Nous voyons ici que le mérite des Tsadikim est plus grand après leur mort que pendant leur vie (’Houline 7b). La mer ne se fendit ni devant Moïse, ni devant Aharon, ni devant toute la tribu de Lévi qui n’était pas asservie en Egypte et était constituée de grands Tsadikim qui étudiaient la Torah, mais elle se fendit devant les ossements de Joseph qui ne succomba pas au péché (Cho’her Tov 114:13).

Un certain nombre de questions se posent malgré tout:

1) Si la mer se fendit par le mérite du cercueil de Joseph, pourquoi l’Eternel dit-Il à Moïse: «Lève ta verge, étends ta main sur la mer, et fends-la» (Exode 14:16)?

2) Pourquoi l’Eternel arrêta-t-Il Moïse pendant sa prière sur la Mer Rouge? Les enfants d’Israël étaient exposés à un danger certain, et le fait de traverser la mer, comme l’ordonna Dieu, représentait un réel danger. Or il est interdit de se mettre en danger à priori; de plus, qui d’autre pouvait prier pour eux?

3) Que la mer fût fendue par le mérite du cercueil de Joseph ou par la verge que leva Moïse, pourquoi Na’hchon, fils d’Aminadav, dut-il se dévouer (et se sacrifier au péril de sa vie) et sauter le premier dans la mer? La Torah n’interdit-elle pas de défier le danger (Chabath 32a) sans l’ordonnance de Dieu?

Données fournies:
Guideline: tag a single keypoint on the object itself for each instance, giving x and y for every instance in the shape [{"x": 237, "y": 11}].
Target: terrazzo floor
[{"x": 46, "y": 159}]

Série de tâches:
- 1) Relevez toutes les références de sources indiquées entre parenthèses dans l'extrait sur la traversée de la mer Rouge.
- 2) Poursuivez l'extrait sur la traversée de la mer Rouge à partir de sa dernière phrase.

En réponse:
- 1)
- ’Houline 7b
- Cho’her Tov 114:13
- Exode 14:16
- Chabath 32a

- 2)
En fait, la mer devait se fendre par le mérite du cercueil de Joseph, mais l’ange de la mer demanda: «Pourquoi me fendrai-je devant ceux qui, tout comme les Egyptiens, adorent des idoles (Chémoth Rabah 21:7; Ta’anith 15:5) et sont sur le point de franchir le seuil de la cinquantième porte de l’impureté?» (Zohar ‘Hadach, Yithro 39a). L’Eternel répondit cependant: «Ce n’est pas vrai! Contrairement aux Egyptiens, les enfants d’Israël se sont repentis devant Moi!»

C’est ainsi que Dieu parla à Moïse: «Il ne suffit pas que toi, Moché pries et te repentes, demande aux enfants d’Israël de «voyager» et d’avancer: de se réveiller, d’abandonner tout péché, de faire téchouvah, et la mer se fendra pour eux, et les laissera passer...» Ce que l’ange de la mer ignorait, c’est qu’ils se corrigeaient de leur impureté, ils étaient au milieu de la supputation du ’Omer, fuyant le mal comme Joseph et sortant des quarante-neuf degrés d’impureté petit à petit: leur téchouvah était intérieure, et seul le Saint, béni soit-Il, sonde le cœur et les reins.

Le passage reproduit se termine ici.